[start DATA LISTING]

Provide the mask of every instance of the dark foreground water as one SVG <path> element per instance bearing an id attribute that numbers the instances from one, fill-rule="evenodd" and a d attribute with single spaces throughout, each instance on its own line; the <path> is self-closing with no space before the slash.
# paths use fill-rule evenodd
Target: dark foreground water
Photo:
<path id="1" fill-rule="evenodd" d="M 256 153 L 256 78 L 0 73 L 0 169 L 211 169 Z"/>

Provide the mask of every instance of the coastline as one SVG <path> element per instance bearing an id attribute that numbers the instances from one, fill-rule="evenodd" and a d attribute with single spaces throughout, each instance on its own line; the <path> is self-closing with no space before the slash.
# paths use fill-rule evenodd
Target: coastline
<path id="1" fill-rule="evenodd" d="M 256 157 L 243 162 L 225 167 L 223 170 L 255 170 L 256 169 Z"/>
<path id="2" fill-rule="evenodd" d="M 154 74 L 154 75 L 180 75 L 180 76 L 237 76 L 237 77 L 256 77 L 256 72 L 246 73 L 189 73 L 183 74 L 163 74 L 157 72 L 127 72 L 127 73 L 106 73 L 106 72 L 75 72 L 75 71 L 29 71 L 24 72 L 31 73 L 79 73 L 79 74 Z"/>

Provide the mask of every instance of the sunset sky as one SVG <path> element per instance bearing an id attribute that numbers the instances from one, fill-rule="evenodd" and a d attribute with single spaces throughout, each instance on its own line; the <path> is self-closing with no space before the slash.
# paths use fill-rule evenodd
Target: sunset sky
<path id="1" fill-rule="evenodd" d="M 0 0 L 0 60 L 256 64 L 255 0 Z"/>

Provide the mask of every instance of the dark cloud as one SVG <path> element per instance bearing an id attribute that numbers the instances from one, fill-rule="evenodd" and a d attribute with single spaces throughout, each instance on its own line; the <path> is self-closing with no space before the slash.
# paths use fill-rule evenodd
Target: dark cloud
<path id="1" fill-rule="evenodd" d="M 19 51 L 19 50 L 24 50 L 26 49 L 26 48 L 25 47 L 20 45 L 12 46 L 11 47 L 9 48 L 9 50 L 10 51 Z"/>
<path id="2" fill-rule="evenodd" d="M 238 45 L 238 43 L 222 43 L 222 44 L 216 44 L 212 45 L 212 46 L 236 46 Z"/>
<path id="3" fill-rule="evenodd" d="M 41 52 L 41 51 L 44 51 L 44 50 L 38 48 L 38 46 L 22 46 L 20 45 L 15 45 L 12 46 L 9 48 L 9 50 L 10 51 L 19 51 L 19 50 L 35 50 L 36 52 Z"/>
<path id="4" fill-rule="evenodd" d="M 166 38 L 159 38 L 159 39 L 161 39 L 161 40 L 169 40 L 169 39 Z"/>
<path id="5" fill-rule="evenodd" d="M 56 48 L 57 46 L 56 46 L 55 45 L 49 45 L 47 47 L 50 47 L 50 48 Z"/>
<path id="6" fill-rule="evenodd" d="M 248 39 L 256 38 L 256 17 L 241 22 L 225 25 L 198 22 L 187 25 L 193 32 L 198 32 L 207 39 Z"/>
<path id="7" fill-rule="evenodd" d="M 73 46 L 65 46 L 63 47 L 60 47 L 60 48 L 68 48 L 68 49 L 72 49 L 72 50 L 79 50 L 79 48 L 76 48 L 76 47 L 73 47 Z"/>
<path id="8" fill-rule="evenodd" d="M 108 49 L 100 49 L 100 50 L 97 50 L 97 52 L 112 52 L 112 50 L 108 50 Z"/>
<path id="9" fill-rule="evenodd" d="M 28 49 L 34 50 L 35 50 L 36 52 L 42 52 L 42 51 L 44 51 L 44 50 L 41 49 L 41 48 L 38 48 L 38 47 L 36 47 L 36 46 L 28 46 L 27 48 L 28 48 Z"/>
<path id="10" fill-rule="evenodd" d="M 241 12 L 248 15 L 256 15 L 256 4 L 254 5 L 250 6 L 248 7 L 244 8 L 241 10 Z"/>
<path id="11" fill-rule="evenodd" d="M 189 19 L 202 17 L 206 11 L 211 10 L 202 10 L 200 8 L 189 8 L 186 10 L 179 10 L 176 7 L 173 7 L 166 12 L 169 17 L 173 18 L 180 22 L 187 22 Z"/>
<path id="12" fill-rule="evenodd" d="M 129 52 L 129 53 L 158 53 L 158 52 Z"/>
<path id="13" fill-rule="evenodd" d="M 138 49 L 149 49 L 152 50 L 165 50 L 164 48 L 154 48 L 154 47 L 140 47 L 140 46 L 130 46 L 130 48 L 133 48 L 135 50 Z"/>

[end DATA LISTING]

INSTRUCTION:
Retype the records in full. Keep every line identical to the original.

SOLUTION:
Provide the mask of every instance of the dark foreground water as one SVG <path> element per instance bearing an id attribute that numbers the instances from one, fill-rule="evenodd" and a d attribute with single spaces throughout, each instance on its own line; the <path> is self-closing with no space before the slash.
# paths use fill-rule evenodd
Target: dark foreground water
Photo:
<path id="1" fill-rule="evenodd" d="M 256 153 L 256 78 L 0 73 L 0 169 L 211 169 Z"/>

Provide the mask of every instance of the coastline as one SVG <path> element per instance bearing an id attribute that numbers the instances from one, fill-rule="evenodd" and a d attribute with single spaces throughout, each instance on its own line; the <path> is self-closing with no space before the slash.
# paths use fill-rule evenodd
Target: coastline
<path id="1" fill-rule="evenodd" d="M 256 157 L 243 162 L 225 167 L 223 170 L 255 170 L 256 169 Z"/>
<path id="2" fill-rule="evenodd" d="M 154 74 L 154 75 L 180 75 L 180 76 L 237 76 L 237 77 L 256 77 L 256 72 L 246 73 L 189 73 L 183 74 L 163 74 L 157 72 L 127 72 L 127 73 L 106 73 L 106 72 L 75 72 L 75 71 L 29 71 L 24 72 L 31 73 L 79 73 L 79 74 Z"/>

Provide the mask of every instance of the sunset sky as one SVG <path> element per instance bearing an id attribute that numbers the instances from one, fill-rule="evenodd" and a d attribute with single spaces throughout, each instance on its own line; the <path> is self-closing with no space before the slash.
# paths use fill-rule evenodd
Target: sunset sky
<path id="1" fill-rule="evenodd" d="M 0 0 L 0 60 L 256 64 L 255 0 Z"/>

Provide the mask of every instance of the dark cloud as one SVG <path> element per instance bearing an id attribute that numbers the instances from one, fill-rule="evenodd" and a d attribute with single spaces throughout, each instance on its own line; the <path> is self-closing with no space before the slash.
# paths use fill-rule evenodd
Target: dark cloud
<path id="1" fill-rule="evenodd" d="M 19 51 L 19 50 L 24 50 L 26 49 L 26 48 L 25 47 L 20 45 L 12 46 L 11 47 L 9 48 L 9 50 L 10 51 Z"/>
<path id="2" fill-rule="evenodd" d="M 238 45 L 238 43 L 222 43 L 222 44 L 216 44 L 212 45 L 212 46 L 236 46 Z"/>
<path id="3" fill-rule="evenodd" d="M 41 52 L 41 51 L 44 51 L 44 50 L 38 48 L 38 46 L 22 46 L 20 45 L 15 45 L 12 46 L 9 48 L 9 50 L 10 51 L 19 51 L 19 50 L 35 50 L 36 52 Z"/>
<path id="4" fill-rule="evenodd" d="M 166 38 L 159 38 L 159 39 L 161 39 L 161 40 L 169 40 L 169 39 Z"/>
<path id="5" fill-rule="evenodd" d="M 56 48 L 57 46 L 56 46 L 55 45 L 49 45 L 47 47 L 50 47 L 50 48 Z"/>
<path id="6" fill-rule="evenodd" d="M 248 39 L 256 38 L 256 17 L 241 22 L 225 25 L 198 22 L 187 25 L 193 32 L 198 32 L 207 39 Z"/>
<path id="7" fill-rule="evenodd" d="M 73 46 L 65 46 L 63 47 L 60 47 L 60 48 L 68 48 L 68 49 L 72 49 L 72 50 L 79 50 L 79 48 L 76 48 L 76 47 L 73 47 Z"/>
<path id="8" fill-rule="evenodd" d="M 108 49 L 100 49 L 100 50 L 97 50 L 97 52 L 112 52 L 112 50 L 108 50 Z"/>
<path id="9" fill-rule="evenodd" d="M 28 49 L 34 50 L 35 50 L 36 52 L 42 52 L 42 51 L 44 51 L 44 50 L 41 49 L 41 48 L 38 48 L 38 47 L 36 47 L 36 46 L 28 46 L 27 48 L 28 48 Z"/>
<path id="10" fill-rule="evenodd" d="M 241 12 L 248 15 L 256 15 L 256 4 L 254 5 L 250 6 L 248 7 L 244 8 L 241 10 Z"/>
<path id="11" fill-rule="evenodd" d="M 189 19 L 202 17 L 206 11 L 211 10 L 202 10 L 200 8 L 189 8 L 186 10 L 179 10 L 176 7 L 173 7 L 166 12 L 169 17 L 173 18 L 180 22 L 187 22 Z"/>
<path id="12" fill-rule="evenodd" d="M 129 52 L 129 53 L 158 53 L 158 52 Z"/>
<path id="13" fill-rule="evenodd" d="M 138 49 L 149 49 L 152 50 L 165 50 L 164 48 L 154 48 L 154 47 L 140 47 L 140 46 L 130 46 L 130 48 L 133 48 L 135 50 Z"/>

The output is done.